Records of named region outlines
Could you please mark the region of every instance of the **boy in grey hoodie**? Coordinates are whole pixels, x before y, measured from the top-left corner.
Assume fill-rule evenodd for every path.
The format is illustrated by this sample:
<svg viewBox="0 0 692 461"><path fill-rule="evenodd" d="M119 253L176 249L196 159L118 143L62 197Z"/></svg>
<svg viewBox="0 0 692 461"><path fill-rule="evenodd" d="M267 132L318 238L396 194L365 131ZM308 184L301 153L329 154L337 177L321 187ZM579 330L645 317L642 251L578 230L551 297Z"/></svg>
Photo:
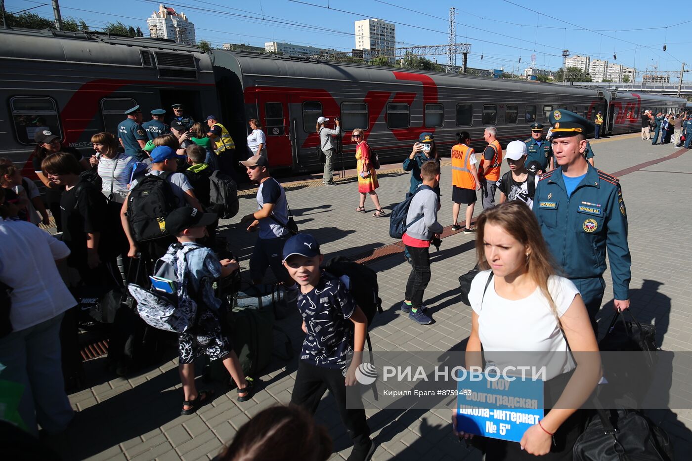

» Written request:
Turn the lines of the material above into a numbered list, skipping any blank lines. Leave the pictures out of your answer.

» Written solution:
1. Could you please mark the region of every instance of the **boy in grey hoodie**? Coordinates are whole pixels, x before y, measured from the top-left corner.
2. Assume fill-rule evenodd for every path.
3. The format is illustrated by this sample:
4. <svg viewBox="0 0 692 461"><path fill-rule="evenodd" d="M119 253L176 249L196 159L118 143L62 197Z"/></svg>
5. <svg viewBox="0 0 692 461"><path fill-rule="evenodd" d="M267 132L318 238L396 194L365 131ZM308 184L301 153L329 154L337 177L321 187ZM579 330L645 317L642 251L578 230L551 297Z"/></svg>
6. Photo:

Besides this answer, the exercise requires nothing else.